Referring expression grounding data
══════════════════════════════

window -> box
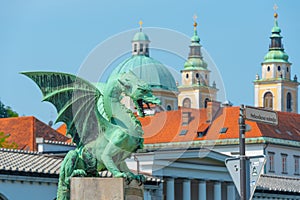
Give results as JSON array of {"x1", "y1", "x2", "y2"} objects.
[
  {"x1": 281, "y1": 154, "x2": 288, "y2": 174},
  {"x1": 278, "y1": 66, "x2": 281, "y2": 71},
  {"x1": 294, "y1": 156, "x2": 300, "y2": 175},
  {"x1": 204, "y1": 98, "x2": 210, "y2": 108},
  {"x1": 179, "y1": 130, "x2": 188, "y2": 136},
  {"x1": 268, "y1": 152, "x2": 275, "y2": 172},
  {"x1": 181, "y1": 112, "x2": 191, "y2": 125},
  {"x1": 264, "y1": 92, "x2": 273, "y2": 109},
  {"x1": 134, "y1": 44, "x2": 137, "y2": 52},
  {"x1": 186, "y1": 73, "x2": 189, "y2": 79},
  {"x1": 140, "y1": 44, "x2": 143, "y2": 52},
  {"x1": 195, "y1": 73, "x2": 199, "y2": 79},
  {"x1": 287, "y1": 67, "x2": 289, "y2": 72},
  {"x1": 267, "y1": 66, "x2": 270, "y2": 71},
  {"x1": 182, "y1": 98, "x2": 191, "y2": 108},
  {"x1": 166, "y1": 105, "x2": 172, "y2": 111},
  {"x1": 219, "y1": 127, "x2": 228, "y2": 134},
  {"x1": 145, "y1": 44, "x2": 149, "y2": 54},
  {"x1": 287, "y1": 92, "x2": 292, "y2": 112}
]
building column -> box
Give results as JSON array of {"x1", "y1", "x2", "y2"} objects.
[
  {"x1": 183, "y1": 179, "x2": 191, "y2": 200},
  {"x1": 198, "y1": 180, "x2": 206, "y2": 200},
  {"x1": 166, "y1": 178, "x2": 175, "y2": 200},
  {"x1": 214, "y1": 181, "x2": 221, "y2": 200},
  {"x1": 227, "y1": 183, "x2": 236, "y2": 200}
]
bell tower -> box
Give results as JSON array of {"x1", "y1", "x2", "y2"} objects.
[
  {"x1": 254, "y1": 7, "x2": 299, "y2": 112},
  {"x1": 178, "y1": 15, "x2": 218, "y2": 109}
]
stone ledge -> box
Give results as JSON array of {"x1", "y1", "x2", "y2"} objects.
[{"x1": 70, "y1": 177, "x2": 144, "y2": 200}]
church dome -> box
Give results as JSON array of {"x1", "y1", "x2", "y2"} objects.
[
  {"x1": 264, "y1": 50, "x2": 289, "y2": 63},
  {"x1": 184, "y1": 57, "x2": 207, "y2": 70},
  {"x1": 112, "y1": 55, "x2": 178, "y2": 91},
  {"x1": 132, "y1": 32, "x2": 149, "y2": 42}
]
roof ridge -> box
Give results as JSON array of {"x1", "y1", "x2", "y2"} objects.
[
  {"x1": 44, "y1": 139, "x2": 75, "y2": 146},
  {"x1": 261, "y1": 173, "x2": 300, "y2": 180},
  {"x1": 0, "y1": 147, "x2": 39, "y2": 155}
]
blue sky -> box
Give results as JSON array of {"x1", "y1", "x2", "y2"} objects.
[{"x1": 0, "y1": 1, "x2": 299, "y2": 125}]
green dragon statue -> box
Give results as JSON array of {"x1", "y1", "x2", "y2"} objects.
[{"x1": 22, "y1": 71, "x2": 160, "y2": 200}]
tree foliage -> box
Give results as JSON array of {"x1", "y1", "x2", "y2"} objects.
[
  {"x1": 0, "y1": 100, "x2": 18, "y2": 118},
  {"x1": 0, "y1": 132, "x2": 18, "y2": 149}
]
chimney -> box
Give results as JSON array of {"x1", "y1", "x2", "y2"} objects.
[{"x1": 206, "y1": 100, "x2": 221, "y2": 122}]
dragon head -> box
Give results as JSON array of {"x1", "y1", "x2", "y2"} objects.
[{"x1": 118, "y1": 72, "x2": 161, "y2": 117}]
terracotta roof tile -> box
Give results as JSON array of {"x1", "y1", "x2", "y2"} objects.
[
  {"x1": 0, "y1": 116, "x2": 71, "y2": 151},
  {"x1": 42, "y1": 107, "x2": 300, "y2": 145},
  {"x1": 141, "y1": 106, "x2": 300, "y2": 144}
]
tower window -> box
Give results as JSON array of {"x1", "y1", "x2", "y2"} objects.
[
  {"x1": 186, "y1": 73, "x2": 189, "y2": 79},
  {"x1": 287, "y1": 67, "x2": 289, "y2": 72},
  {"x1": 287, "y1": 92, "x2": 292, "y2": 112},
  {"x1": 145, "y1": 44, "x2": 149, "y2": 55},
  {"x1": 140, "y1": 44, "x2": 143, "y2": 52},
  {"x1": 195, "y1": 73, "x2": 199, "y2": 79},
  {"x1": 183, "y1": 98, "x2": 191, "y2": 108},
  {"x1": 278, "y1": 66, "x2": 281, "y2": 71},
  {"x1": 267, "y1": 66, "x2": 270, "y2": 72},
  {"x1": 264, "y1": 92, "x2": 273, "y2": 109},
  {"x1": 134, "y1": 44, "x2": 137, "y2": 52},
  {"x1": 204, "y1": 98, "x2": 210, "y2": 108}
]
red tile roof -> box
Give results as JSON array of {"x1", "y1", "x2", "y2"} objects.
[
  {"x1": 0, "y1": 116, "x2": 70, "y2": 151},
  {"x1": 140, "y1": 106, "x2": 300, "y2": 144},
  {"x1": 49, "y1": 106, "x2": 300, "y2": 145}
]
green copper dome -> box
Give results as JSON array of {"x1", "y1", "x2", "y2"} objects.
[
  {"x1": 132, "y1": 32, "x2": 149, "y2": 42},
  {"x1": 112, "y1": 55, "x2": 178, "y2": 91},
  {"x1": 184, "y1": 57, "x2": 207, "y2": 70},
  {"x1": 264, "y1": 50, "x2": 289, "y2": 63}
]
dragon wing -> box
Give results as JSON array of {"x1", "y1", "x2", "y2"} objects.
[{"x1": 22, "y1": 71, "x2": 108, "y2": 146}]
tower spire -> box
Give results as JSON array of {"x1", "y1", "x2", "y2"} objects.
[
  {"x1": 254, "y1": 5, "x2": 299, "y2": 113},
  {"x1": 139, "y1": 20, "x2": 143, "y2": 32}
]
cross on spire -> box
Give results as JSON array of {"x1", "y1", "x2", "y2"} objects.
[
  {"x1": 273, "y1": 4, "x2": 278, "y2": 18},
  {"x1": 193, "y1": 14, "x2": 198, "y2": 30},
  {"x1": 139, "y1": 20, "x2": 143, "y2": 32}
]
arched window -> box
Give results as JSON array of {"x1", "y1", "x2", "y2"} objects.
[
  {"x1": 287, "y1": 92, "x2": 292, "y2": 112},
  {"x1": 204, "y1": 98, "x2": 210, "y2": 108},
  {"x1": 183, "y1": 98, "x2": 191, "y2": 108},
  {"x1": 166, "y1": 105, "x2": 172, "y2": 111},
  {"x1": 264, "y1": 92, "x2": 273, "y2": 109}
]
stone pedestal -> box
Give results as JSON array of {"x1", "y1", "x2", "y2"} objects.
[{"x1": 70, "y1": 177, "x2": 144, "y2": 200}]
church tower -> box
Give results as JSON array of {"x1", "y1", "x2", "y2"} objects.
[
  {"x1": 178, "y1": 17, "x2": 218, "y2": 109},
  {"x1": 254, "y1": 9, "x2": 299, "y2": 113}
]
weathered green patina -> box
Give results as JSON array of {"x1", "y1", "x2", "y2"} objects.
[{"x1": 22, "y1": 71, "x2": 160, "y2": 200}]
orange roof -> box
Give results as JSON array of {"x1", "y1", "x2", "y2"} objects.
[
  {"x1": 140, "y1": 106, "x2": 300, "y2": 144},
  {"x1": 51, "y1": 106, "x2": 300, "y2": 145},
  {"x1": 56, "y1": 123, "x2": 67, "y2": 135},
  {"x1": 0, "y1": 116, "x2": 70, "y2": 151}
]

══════════════════════════════

* Exercise requirements *
No images belong in the copy. Transcribe every record exactly.

* Task answer *
window -> box
Give results as JSON array of {"x1", "y1", "x2", "y2"} objects.
[
  {"x1": 281, "y1": 154, "x2": 288, "y2": 174},
  {"x1": 278, "y1": 66, "x2": 281, "y2": 71},
  {"x1": 294, "y1": 156, "x2": 300, "y2": 175},
  {"x1": 204, "y1": 98, "x2": 210, "y2": 108},
  {"x1": 179, "y1": 130, "x2": 188, "y2": 136},
  {"x1": 268, "y1": 152, "x2": 275, "y2": 172},
  {"x1": 181, "y1": 112, "x2": 191, "y2": 125},
  {"x1": 264, "y1": 92, "x2": 273, "y2": 109},
  {"x1": 134, "y1": 44, "x2": 137, "y2": 52},
  {"x1": 186, "y1": 73, "x2": 189, "y2": 79},
  {"x1": 140, "y1": 44, "x2": 143, "y2": 52},
  {"x1": 195, "y1": 73, "x2": 199, "y2": 79},
  {"x1": 287, "y1": 67, "x2": 289, "y2": 72},
  {"x1": 267, "y1": 66, "x2": 270, "y2": 71},
  {"x1": 182, "y1": 98, "x2": 191, "y2": 108},
  {"x1": 166, "y1": 105, "x2": 172, "y2": 111},
  {"x1": 219, "y1": 127, "x2": 228, "y2": 134},
  {"x1": 145, "y1": 44, "x2": 149, "y2": 54},
  {"x1": 287, "y1": 92, "x2": 292, "y2": 112}
]
building column -> box
Give results as JSON array of {"x1", "y1", "x2", "y2"} objects.
[
  {"x1": 183, "y1": 179, "x2": 191, "y2": 200},
  {"x1": 198, "y1": 180, "x2": 206, "y2": 200},
  {"x1": 166, "y1": 178, "x2": 175, "y2": 200},
  {"x1": 214, "y1": 181, "x2": 221, "y2": 200},
  {"x1": 227, "y1": 183, "x2": 236, "y2": 200}
]
bell tower -> box
Give results as JSON array of {"x1", "y1", "x2", "y2"} objects.
[
  {"x1": 254, "y1": 7, "x2": 299, "y2": 112},
  {"x1": 178, "y1": 15, "x2": 218, "y2": 109}
]
stone ledge -> box
Give results as JSON array of {"x1", "y1", "x2", "y2"} objects.
[{"x1": 70, "y1": 177, "x2": 144, "y2": 200}]
church dome -> box
Give results as JSON array of {"x1", "y1", "x2", "y2"} objects.
[
  {"x1": 264, "y1": 50, "x2": 289, "y2": 63},
  {"x1": 184, "y1": 57, "x2": 207, "y2": 70},
  {"x1": 112, "y1": 55, "x2": 178, "y2": 91},
  {"x1": 132, "y1": 32, "x2": 149, "y2": 42}
]
roof ridge -> box
Give results as JSON array of {"x1", "y1", "x2", "y2"} objects.
[
  {"x1": 44, "y1": 139, "x2": 75, "y2": 146},
  {"x1": 261, "y1": 173, "x2": 300, "y2": 180},
  {"x1": 0, "y1": 147, "x2": 39, "y2": 155}
]
blue sky -> box
Give results as JSON array of {"x1", "y1", "x2", "y2"} objects.
[{"x1": 0, "y1": 1, "x2": 299, "y2": 125}]
green dragon statue -> box
Give results as JSON array of {"x1", "y1", "x2", "y2"} objects.
[{"x1": 22, "y1": 71, "x2": 160, "y2": 200}]
tree foliage -> box
Give results as JSON array of {"x1", "y1", "x2", "y2"} objects.
[
  {"x1": 0, "y1": 100, "x2": 18, "y2": 118},
  {"x1": 0, "y1": 132, "x2": 18, "y2": 149}
]
chimney -> box
Give results as JSON array of {"x1", "y1", "x2", "y2"} objects.
[{"x1": 206, "y1": 100, "x2": 221, "y2": 122}]
dragon head -> box
Give results as JSON array of {"x1", "y1", "x2", "y2"} objects.
[{"x1": 118, "y1": 72, "x2": 161, "y2": 117}]
terracotta roof tile -> box
Give results as JSON array of {"x1", "y1", "x2", "y2"} objects.
[
  {"x1": 0, "y1": 116, "x2": 71, "y2": 151},
  {"x1": 42, "y1": 107, "x2": 300, "y2": 145},
  {"x1": 141, "y1": 106, "x2": 300, "y2": 144}
]
tower window -> box
Give results as JSON array of {"x1", "y1", "x2", "y2"} objects.
[
  {"x1": 186, "y1": 73, "x2": 189, "y2": 79},
  {"x1": 287, "y1": 67, "x2": 289, "y2": 72},
  {"x1": 287, "y1": 92, "x2": 292, "y2": 112},
  {"x1": 145, "y1": 44, "x2": 149, "y2": 55},
  {"x1": 140, "y1": 44, "x2": 143, "y2": 52},
  {"x1": 195, "y1": 73, "x2": 199, "y2": 79},
  {"x1": 183, "y1": 98, "x2": 191, "y2": 108},
  {"x1": 278, "y1": 66, "x2": 281, "y2": 71},
  {"x1": 267, "y1": 66, "x2": 270, "y2": 72},
  {"x1": 264, "y1": 92, "x2": 273, "y2": 109},
  {"x1": 134, "y1": 44, "x2": 137, "y2": 52},
  {"x1": 204, "y1": 98, "x2": 210, "y2": 108}
]
red tile roof -> box
Give results as JSON array of {"x1", "y1", "x2", "y2"} objects.
[
  {"x1": 0, "y1": 116, "x2": 70, "y2": 151},
  {"x1": 140, "y1": 106, "x2": 300, "y2": 144},
  {"x1": 49, "y1": 106, "x2": 300, "y2": 145}
]
green copper dome -> box
Give results as JSON array of {"x1", "y1", "x2", "y2"} objects.
[
  {"x1": 132, "y1": 32, "x2": 149, "y2": 42},
  {"x1": 112, "y1": 55, "x2": 178, "y2": 91},
  {"x1": 184, "y1": 57, "x2": 207, "y2": 70},
  {"x1": 264, "y1": 50, "x2": 289, "y2": 63}
]
dragon wing -> box
Give results as JSON array of {"x1", "y1", "x2", "y2"} objects.
[{"x1": 22, "y1": 71, "x2": 108, "y2": 146}]
tower spire -> box
Give results as JSON array of {"x1", "y1", "x2", "y2"} objects.
[
  {"x1": 254, "y1": 5, "x2": 299, "y2": 113},
  {"x1": 139, "y1": 20, "x2": 143, "y2": 32}
]
cross on spire -> box
Give results as JSON array of {"x1", "y1", "x2", "y2"} objects.
[
  {"x1": 273, "y1": 4, "x2": 278, "y2": 18},
  {"x1": 193, "y1": 14, "x2": 198, "y2": 30},
  {"x1": 139, "y1": 20, "x2": 143, "y2": 32}
]
arched window -> box
Give results as JSON array of {"x1", "y1", "x2", "y2"} objects.
[
  {"x1": 287, "y1": 92, "x2": 292, "y2": 112},
  {"x1": 204, "y1": 98, "x2": 210, "y2": 108},
  {"x1": 183, "y1": 98, "x2": 191, "y2": 108},
  {"x1": 166, "y1": 105, "x2": 172, "y2": 111},
  {"x1": 264, "y1": 92, "x2": 273, "y2": 109}
]
stone pedestal -> box
Give results as JSON array of {"x1", "y1", "x2", "y2"} objects.
[{"x1": 70, "y1": 177, "x2": 144, "y2": 200}]
church tower -> box
Give results as JSON array of {"x1", "y1", "x2", "y2"} objects.
[
  {"x1": 178, "y1": 17, "x2": 218, "y2": 109},
  {"x1": 254, "y1": 9, "x2": 299, "y2": 113}
]
weathered green patina -> box
Give results as JSON array of {"x1", "y1", "x2", "y2"} objects.
[{"x1": 22, "y1": 71, "x2": 160, "y2": 200}]
orange roof -> box
Give results as JSON array of {"x1", "y1", "x2", "y2"} objects.
[
  {"x1": 140, "y1": 106, "x2": 300, "y2": 144},
  {"x1": 51, "y1": 106, "x2": 300, "y2": 145},
  {"x1": 56, "y1": 123, "x2": 67, "y2": 135},
  {"x1": 0, "y1": 116, "x2": 70, "y2": 151}
]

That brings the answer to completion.